> **WHAT YOU SHOULD DO**
Continue the BigQuery documentation on specifying a table schema, starting right after its final sentence, "Data type is required."

> **PASSAGE**
Specifying a schema

BigQuery lets you specify a table's schema when you load data into a table, and when you create an empty table. Alternatively, you can use schema auto-detection for supported data formats.

When you load Avro, Parquet, ORC, Firestore export files, or Datastore export files, the schema is automatically retrieved from the self-describing source data.

You can specify a table's schema in the following ways:

  • Manually specify the schema:
    • Using the Cloud Console.
    • Inline using the bq command-line tool.
  • Create a schema file in JSON format.
  • Call the jobs.insert method and configure the schema property in the load job configuration.
  • Call the tables.insert method and configure the schema in the table resource using the schema property.

After loading data or creating an empty table, you can modify the table's schema definition.

Schema components

When you specify a table schema, you must supply each column's name and data type. You can also supply a column's description and mode.

Column names

A column name must contain only letters (a-z, A-Z), numbers (0-9), or underscores (_), and it must start with a letter or underscore. The maximum column name length is 128 characters. A column name cannot use any of the following prefixes:

  • _TABLE_
  • _FILE_
  • _PARTITION

Duplicate column names are not allowed even if the case differs. For example, a column named Column1 is considered identical to a column named column1.

Column descriptions

Each column can include an optional description. The description is a string with a maximum length of 1,024 characters.

Standard SQL data types

BigQuery standard SQL lets you specify the following data types in your schema. Data type is required.

> **ENTRIES SUPPLIED**
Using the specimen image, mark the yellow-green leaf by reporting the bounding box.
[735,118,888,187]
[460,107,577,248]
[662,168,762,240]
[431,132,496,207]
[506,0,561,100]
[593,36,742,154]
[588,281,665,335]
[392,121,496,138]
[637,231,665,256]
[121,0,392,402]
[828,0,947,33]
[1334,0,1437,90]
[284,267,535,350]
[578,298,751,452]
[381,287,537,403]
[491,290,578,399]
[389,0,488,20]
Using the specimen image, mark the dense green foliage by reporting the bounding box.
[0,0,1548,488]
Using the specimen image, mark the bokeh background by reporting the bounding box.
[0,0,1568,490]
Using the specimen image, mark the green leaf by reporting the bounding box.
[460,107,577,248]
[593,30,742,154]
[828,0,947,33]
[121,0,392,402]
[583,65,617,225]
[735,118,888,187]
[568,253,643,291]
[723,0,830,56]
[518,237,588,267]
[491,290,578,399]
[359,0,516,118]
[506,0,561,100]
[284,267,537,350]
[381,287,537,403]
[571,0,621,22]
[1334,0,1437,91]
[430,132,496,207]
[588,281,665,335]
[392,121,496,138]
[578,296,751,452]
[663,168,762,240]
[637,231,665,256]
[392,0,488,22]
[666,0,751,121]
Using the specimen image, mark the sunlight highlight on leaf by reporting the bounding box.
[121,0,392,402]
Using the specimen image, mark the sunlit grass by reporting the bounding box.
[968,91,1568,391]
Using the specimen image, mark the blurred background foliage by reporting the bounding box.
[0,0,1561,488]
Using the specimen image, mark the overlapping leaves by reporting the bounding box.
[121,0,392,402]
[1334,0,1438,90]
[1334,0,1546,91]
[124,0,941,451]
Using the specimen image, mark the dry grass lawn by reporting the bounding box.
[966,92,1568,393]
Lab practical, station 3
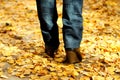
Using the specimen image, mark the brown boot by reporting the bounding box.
[45,45,58,58]
[65,48,82,64]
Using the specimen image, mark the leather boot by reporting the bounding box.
[65,48,82,64]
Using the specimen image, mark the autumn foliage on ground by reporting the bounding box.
[0,0,120,80]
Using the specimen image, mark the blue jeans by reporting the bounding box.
[36,0,83,48]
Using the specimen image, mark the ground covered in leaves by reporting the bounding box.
[0,0,120,80]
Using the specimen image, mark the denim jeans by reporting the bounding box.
[36,0,83,48]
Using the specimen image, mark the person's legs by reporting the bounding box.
[63,0,83,63]
[36,0,59,57]
[63,0,83,48]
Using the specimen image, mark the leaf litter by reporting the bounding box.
[0,0,120,80]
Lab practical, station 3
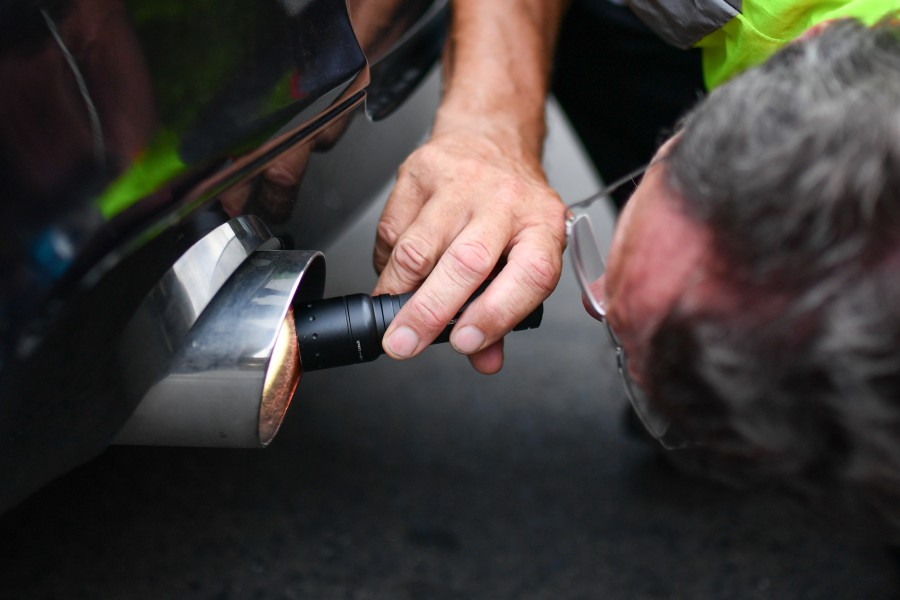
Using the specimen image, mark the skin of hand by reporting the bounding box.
[374,0,565,374]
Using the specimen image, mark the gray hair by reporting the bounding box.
[647,20,900,532]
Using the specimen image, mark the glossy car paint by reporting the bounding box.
[0,0,447,510]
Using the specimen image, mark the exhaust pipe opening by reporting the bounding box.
[259,308,303,446]
[113,216,325,448]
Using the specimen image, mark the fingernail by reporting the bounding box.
[384,327,419,358]
[452,325,484,354]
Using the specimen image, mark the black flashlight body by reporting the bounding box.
[294,286,544,372]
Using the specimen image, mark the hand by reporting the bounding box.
[374,119,565,374]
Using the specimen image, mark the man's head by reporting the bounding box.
[601,16,900,528]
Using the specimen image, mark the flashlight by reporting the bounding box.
[294,283,544,372]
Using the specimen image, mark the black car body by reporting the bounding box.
[0,0,448,510]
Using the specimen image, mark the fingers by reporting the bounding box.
[383,211,564,374]
[382,214,509,359]
[372,155,432,278]
[469,338,503,375]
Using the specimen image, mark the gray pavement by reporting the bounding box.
[0,101,900,600]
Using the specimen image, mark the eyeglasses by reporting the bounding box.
[566,165,689,449]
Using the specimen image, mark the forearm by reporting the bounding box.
[435,0,568,161]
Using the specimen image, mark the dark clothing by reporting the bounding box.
[553,0,706,206]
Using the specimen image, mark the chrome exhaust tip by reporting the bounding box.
[114,218,325,448]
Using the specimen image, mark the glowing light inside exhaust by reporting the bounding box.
[259,309,301,446]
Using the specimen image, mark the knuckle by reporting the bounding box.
[447,240,495,284]
[391,237,432,281]
[407,292,450,330]
[517,254,562,296]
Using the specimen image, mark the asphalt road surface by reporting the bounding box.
[0,101,900,600]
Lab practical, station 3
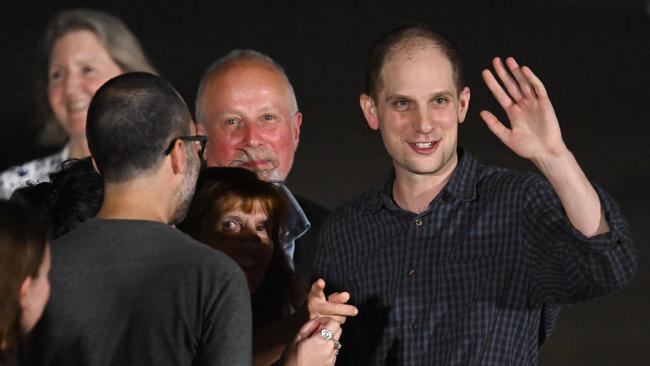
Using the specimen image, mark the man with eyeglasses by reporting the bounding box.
[28,73,252,366]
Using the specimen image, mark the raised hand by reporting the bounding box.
[481,57,567,164]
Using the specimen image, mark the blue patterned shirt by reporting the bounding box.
[316,149,637,366]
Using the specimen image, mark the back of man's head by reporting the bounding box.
[86,72,192,183]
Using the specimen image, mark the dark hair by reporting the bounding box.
[366,23,464,99]
[35,9,156,144]
[178,168,306,326]
[11,157,104,240]
[0,200,47,362]
[86,72,192,182]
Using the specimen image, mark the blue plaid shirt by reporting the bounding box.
[316,149,637,366]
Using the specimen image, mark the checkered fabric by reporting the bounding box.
[316,149,637,366]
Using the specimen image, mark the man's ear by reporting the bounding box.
[169,139,187,174]
[458,87,470,123]
[195,122,206,135]
[359,93,379,130]
[90,155,102,174]
[291,112,302,146]
[19,276,33,309]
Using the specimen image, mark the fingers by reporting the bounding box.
[480,111,510,146]
[310,302,359,318]
[521,66,548,98]
[318,317,343,341]
[481,69,512,109]
[296,319,321,342]
[307,278,325,299]
[492,57,523,102]
[327,292,350,304]
[482,57,547,108]
[506,57,537,98]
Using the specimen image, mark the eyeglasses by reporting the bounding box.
[165,135,208,158]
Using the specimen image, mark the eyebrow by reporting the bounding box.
[384,90,454,102]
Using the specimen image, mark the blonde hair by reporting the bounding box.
[35,9,156,145]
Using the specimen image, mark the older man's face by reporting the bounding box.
[201,61,302,180]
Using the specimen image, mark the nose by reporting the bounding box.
[63,73,81,94]
[239,230,264,253]
[413,106,435,134]
[243,123,262,146]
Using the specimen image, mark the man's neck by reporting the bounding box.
[96,178,172,224]
[392,158,458,214]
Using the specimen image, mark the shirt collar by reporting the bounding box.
[365,146,478,213]
[278,183,311,243]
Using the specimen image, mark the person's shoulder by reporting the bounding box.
[0,148,68,198]
[470,160,550,196]
[295,194,330,220]
[328,186,383,222]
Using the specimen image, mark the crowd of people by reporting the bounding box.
[0,6,637,366]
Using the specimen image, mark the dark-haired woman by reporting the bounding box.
[179,168,341,365]
[0,200,50,366]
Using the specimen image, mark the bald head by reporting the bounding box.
[366,24,464,99]
[196,50,298,123]
[196,51,302,180]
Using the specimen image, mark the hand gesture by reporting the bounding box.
[481,57,567,163]
[307,279,358,324]
[279,318,341,366]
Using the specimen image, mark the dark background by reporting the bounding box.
[0,0,650,365]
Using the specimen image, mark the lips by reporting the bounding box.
[66,99,90,112]
[237,257,257,271]
[408,140,440,154]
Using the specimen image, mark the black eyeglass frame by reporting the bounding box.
[165,135,208,158]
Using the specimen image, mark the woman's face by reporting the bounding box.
[210,203,273,293]
[48,30,122,140]
[20,245,51,333]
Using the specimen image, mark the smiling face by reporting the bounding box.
[360,40,469,179]
[48,30,122,140]
[208,201,273,293]
[200,61,302,181]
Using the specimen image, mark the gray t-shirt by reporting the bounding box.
[27,219,252,366]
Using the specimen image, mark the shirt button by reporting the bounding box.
[409,269,416,278]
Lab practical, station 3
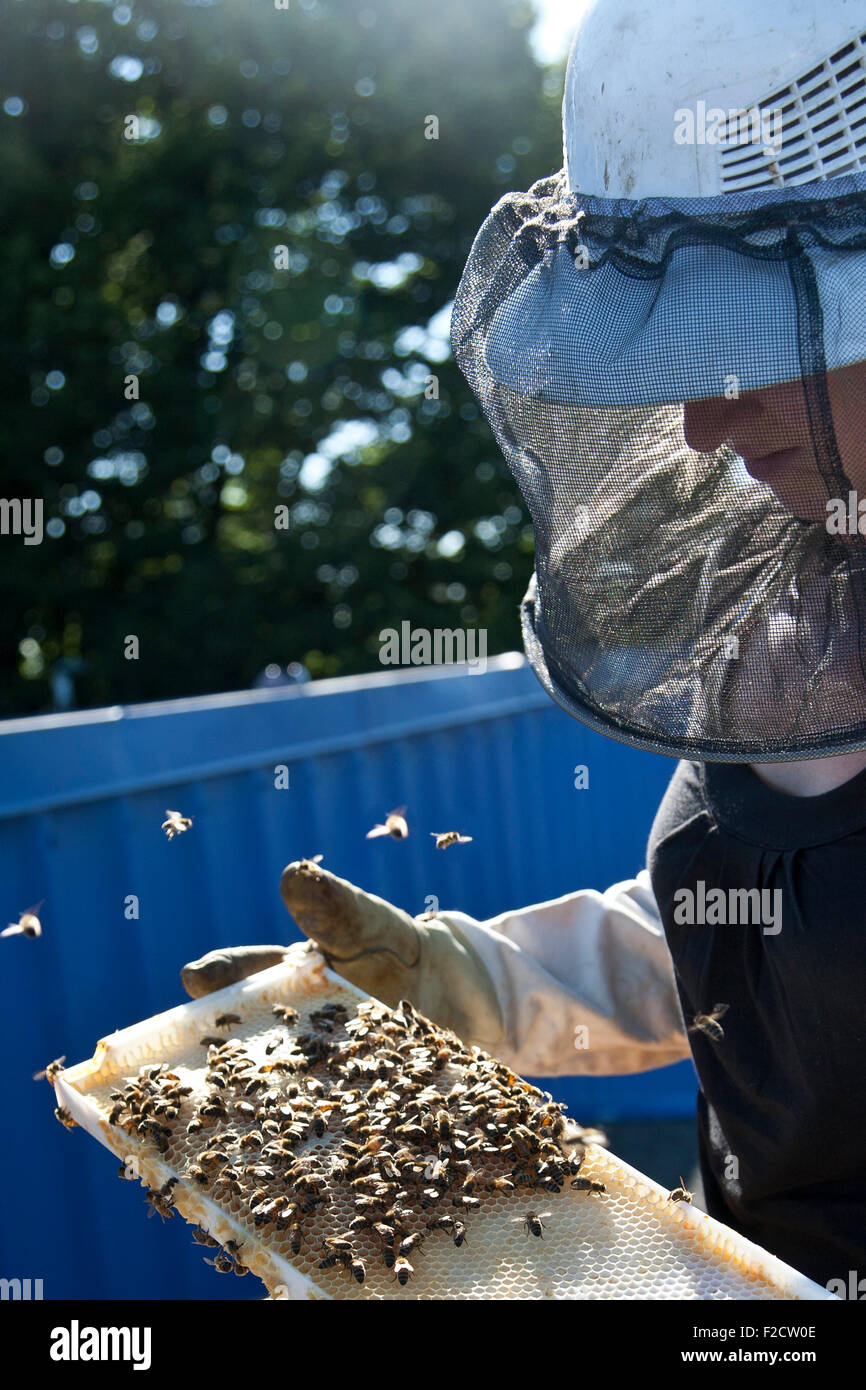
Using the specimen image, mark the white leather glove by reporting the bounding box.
[182,860,691,1076]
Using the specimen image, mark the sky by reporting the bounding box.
[532,0,589,63]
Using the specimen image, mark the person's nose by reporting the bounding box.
[683,396,755,453]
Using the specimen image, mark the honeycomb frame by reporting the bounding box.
[51,945,834,1300]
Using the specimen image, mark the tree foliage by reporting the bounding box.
[0,0,560,714]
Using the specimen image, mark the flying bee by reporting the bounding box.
[513,1212,550,1240]
[366,806,409,840]
[160,810,192,840]
[0,898,44,937]
[667,1175,695,1202]
[431,830,473,849]
[688,1004,730,1043]
[271,1004,300,1023]
[33,1052,66,1084]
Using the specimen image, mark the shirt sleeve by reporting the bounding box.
[436,870,691,1076]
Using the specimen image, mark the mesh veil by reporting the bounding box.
[452,171,866,762]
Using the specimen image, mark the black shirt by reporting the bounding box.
[648,763,866,1284]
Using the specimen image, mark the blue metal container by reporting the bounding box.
[0,655,695,1298]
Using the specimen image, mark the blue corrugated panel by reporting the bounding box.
[0,656,695,1298]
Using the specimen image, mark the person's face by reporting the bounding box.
[683,361,866,521]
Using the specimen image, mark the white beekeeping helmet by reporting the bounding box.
[452,0,866,762]
[563,0,866,199]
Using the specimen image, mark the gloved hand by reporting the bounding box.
[181,859,505,1052]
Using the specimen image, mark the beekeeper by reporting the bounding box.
[183,0,866,1283]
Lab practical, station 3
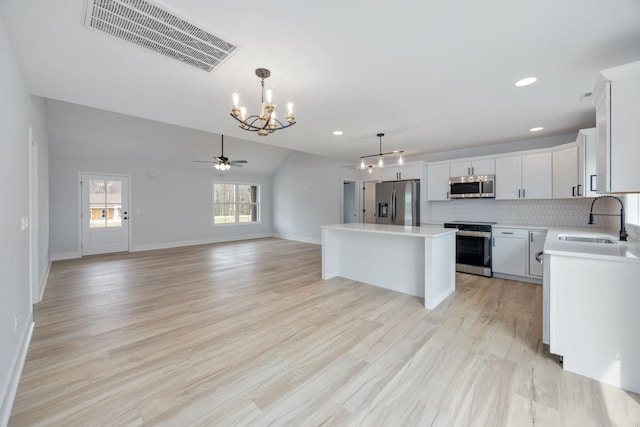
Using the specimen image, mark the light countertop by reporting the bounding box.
[320,223,458,238]
[544,227,640,263]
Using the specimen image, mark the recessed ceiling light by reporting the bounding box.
[513,77,538,87]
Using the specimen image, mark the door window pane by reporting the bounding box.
[89,179,122,228]
[106,181,122,227]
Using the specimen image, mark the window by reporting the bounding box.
[89,179,122,228]
[213,182,260,224]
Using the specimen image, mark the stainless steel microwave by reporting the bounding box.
[449,175,496,199]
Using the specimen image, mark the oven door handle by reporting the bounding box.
[458,230,491,239]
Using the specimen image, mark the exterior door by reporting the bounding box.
[80,173,129,256]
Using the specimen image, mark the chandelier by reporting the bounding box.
[360,133,404,173]
[231,68,296,136]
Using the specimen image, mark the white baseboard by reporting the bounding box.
[129,233,272,252]
[0,317,34,426]
[51,252,82,261]
[493,273,542,285]
[272,233,322,245]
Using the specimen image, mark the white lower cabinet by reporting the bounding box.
[527,230,547,279]
[491,227,528,277]
[491,227,547,283]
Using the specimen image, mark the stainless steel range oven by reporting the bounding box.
[444,221,495,277]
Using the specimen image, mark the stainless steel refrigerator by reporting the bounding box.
[376,180,420,225]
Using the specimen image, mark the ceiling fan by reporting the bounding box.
[194,135,249,171]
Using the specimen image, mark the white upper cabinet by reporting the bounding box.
[551,144,584,199]
[427,163,449,201]
[496,151,552,199]
[593,61,640,193]
[522,152,552,199]
[495,156,522,199]
[449,159,496,177]
[577,128,598,197]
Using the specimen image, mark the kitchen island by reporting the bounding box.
[543,229,640,393]
[321,223,457,310]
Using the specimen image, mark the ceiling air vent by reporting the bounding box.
[85,0,237,71]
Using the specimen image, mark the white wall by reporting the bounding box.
[272,151,343,243]
[46,101,272,259]
[405,133,578,162]
[0,13,49,425]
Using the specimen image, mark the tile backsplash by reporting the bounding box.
[427,198,620,232]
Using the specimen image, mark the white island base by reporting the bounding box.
[322,224,457,310]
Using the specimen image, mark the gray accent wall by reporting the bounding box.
[47,101,276,259]
[272,151,343,243]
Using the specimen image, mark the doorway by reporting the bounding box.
[342,181,358,224]
[362,181,378,224]
[80,173,129,256]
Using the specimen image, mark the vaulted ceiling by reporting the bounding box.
[0,0,640,164]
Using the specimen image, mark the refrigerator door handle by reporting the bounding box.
[391,188,396,225]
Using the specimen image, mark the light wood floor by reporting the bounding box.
[9,239,640,426]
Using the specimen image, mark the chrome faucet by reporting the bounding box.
[589,196,629,242]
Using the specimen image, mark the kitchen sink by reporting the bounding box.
[558,234,618,244]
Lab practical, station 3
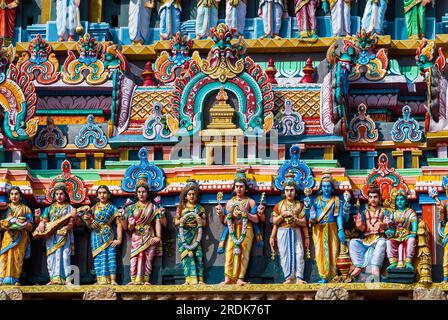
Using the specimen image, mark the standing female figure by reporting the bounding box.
[175,179,206,284]
[83,185,123,285]
[123,175,164,285]
[0,187,33,285]
[35,182,76,285]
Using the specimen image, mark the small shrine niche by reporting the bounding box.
[200,87,243,165]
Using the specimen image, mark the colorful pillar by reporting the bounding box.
[324,146,334,160]
[411,150,423,169]
[350,151,361,170]
[76,153,87,170]
[367,151,378,169]
[54,153,66,169]
[392,150,404,169]
[93,152,104,170]
[37,153,48,170]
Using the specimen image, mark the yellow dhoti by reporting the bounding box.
[224,222,254,282]
[313,222,339,280]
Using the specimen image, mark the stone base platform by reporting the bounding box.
[0,283,448,300]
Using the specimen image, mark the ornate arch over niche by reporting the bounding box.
[170,24,275,135]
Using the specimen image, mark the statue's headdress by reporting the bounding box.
[135,173,151,190]
[233,168,248,184]
[282,171,297,189]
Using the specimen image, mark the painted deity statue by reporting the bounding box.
[349,186,389,281]
[196,0,220,39]
[304,172,348,283]
[436,188,448,282]
[122,176,162,285]
[0,0,19,40]
[56,0,81,41]
[83,185,123,285]
[216,169,266,285]
[0,187,33,285]
[269,173,310,284]
[159,0,182,40]
[258,0,288,39]
[361,0,388,34]
[322,0,352,37]
[35,182,77,285]
[226,0,247,35]
[403,0,435,40]
[294,0,328,38]
[174,179,206,285]
[385,189,418,271]
[129,0,154,45]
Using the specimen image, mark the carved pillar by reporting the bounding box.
[54,153,66,169]
[146,147,156,161]
[37,153,48,170]
[205,145,213,166]
[93,152,104,170]
[392,150,404,169]
[163,146,173,160]
[120,149,129,161]
[0,146,5,163]
[367,151,378,169]
[12,150,22,163]
[89,0,103,23]
[324,146,334,160]
[40,0,51,24]
[350,151,361,170]
[76,153,87,170]
[411,150,423,169]
[437,143,448,159]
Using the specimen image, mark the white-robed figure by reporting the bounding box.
[128,0,154,44]
[196,0,220,39]
[361,0,388,34]
[159,0,182,40]
[258,0,288,39]
[226,0,247,35]
[269,172,310,284]
[322,0,352,37]
[38,182,76,285]
[56,0,81,41]
[349,186,389,281]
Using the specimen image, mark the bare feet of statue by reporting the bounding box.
[350,267,362,278]
[236,279,247,286]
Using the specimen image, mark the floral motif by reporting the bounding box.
[143,102,172,140]
[75,114,107,149]
[391,106,423,142]
[276,99,305,136]
[274,145,314,190]
[121,147,165,192]
[45,160,89,204]
[34,117,67,149]
[202,23,246,83]
[17,34,60,84]
[347,103,378,143]
[0,39,39,141]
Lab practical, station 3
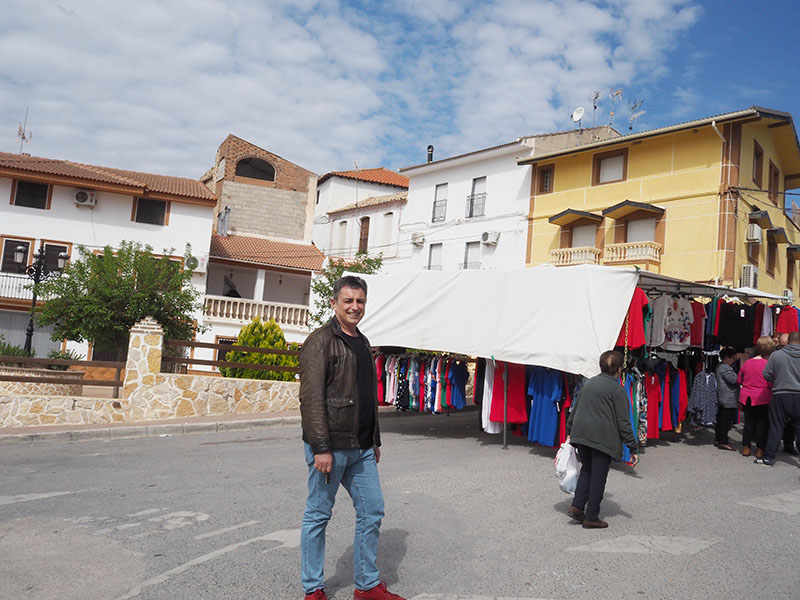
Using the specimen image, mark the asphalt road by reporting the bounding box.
[0,412,800,600]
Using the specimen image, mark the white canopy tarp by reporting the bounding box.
[350,265,638,377]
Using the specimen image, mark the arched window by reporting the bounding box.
[236,157,275,181]
[358,217,369,252]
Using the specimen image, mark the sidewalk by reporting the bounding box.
[0,406,396,444]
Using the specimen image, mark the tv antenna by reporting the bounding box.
[570,106,585,143]
[17,106,33,154]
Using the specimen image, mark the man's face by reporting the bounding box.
[331,287,367,328]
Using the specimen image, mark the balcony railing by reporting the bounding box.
[550,246,600,267]
[464,192,486,219]
[0,273,33,300]
[603,242,661,264]
[203,296,308,329]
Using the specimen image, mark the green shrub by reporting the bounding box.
[220,317,300,381]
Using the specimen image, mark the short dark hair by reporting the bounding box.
[333,275,367,300]
[600,350,622,375]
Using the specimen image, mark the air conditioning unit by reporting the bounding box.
[747,223,761,244]
[739,265,758,289]
[481,231,500,246]
[186,254,208,273]
[72,190,97,207]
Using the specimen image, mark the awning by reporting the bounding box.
[548,208,603,227]
[767,227,789,244]
[747,210,772,229]
[603,200,664,219]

> **TASK RESULT**
Name Data type Description
Integer INT64 Numeric values without fractional components
Floating point FLOAT64 Approximate numeric values with fractional components
Numeric NUMERIC Exact numeric values with fractional components
Boolean BOOL TRUE or FALSE (case insensitive)
String STRING Variable-length character (Unicode) data
Bytes BYTES Variable-length binary data
Date DATE A logical calendar date
Date/Time DATETIME A year, month, day, hour, minute, second, and subsecond
Time TIME A time, independent of a specific date
Timestamp TIMESTAMP An absolute point in time, with microsecond precision
Struct (Record) STRUCT Container of ordered fields each with a type (required) and field name (optional)
Geography GEOGRAPHY A pointset on the Earth's surface (a set of points, lines and polygons on the WGS84 reference spheroid, with geodesic edges)

For more information about data types in standard SQL, see Standard SQL data types.

You can also declare an array type when you query data. For more information, see Working with arrays.

Modes

BigQuery supports the following modes for your columns. Mode is optional. If the mode is unspecified, the column defaults to NULLABLE.

Mode Description
Nullable Column allows NULL values (default)
Required NULL values are not allowed
Repeated Column contains an array of values of the specified type

For more information about modes, see mode in the TableFieldSchema.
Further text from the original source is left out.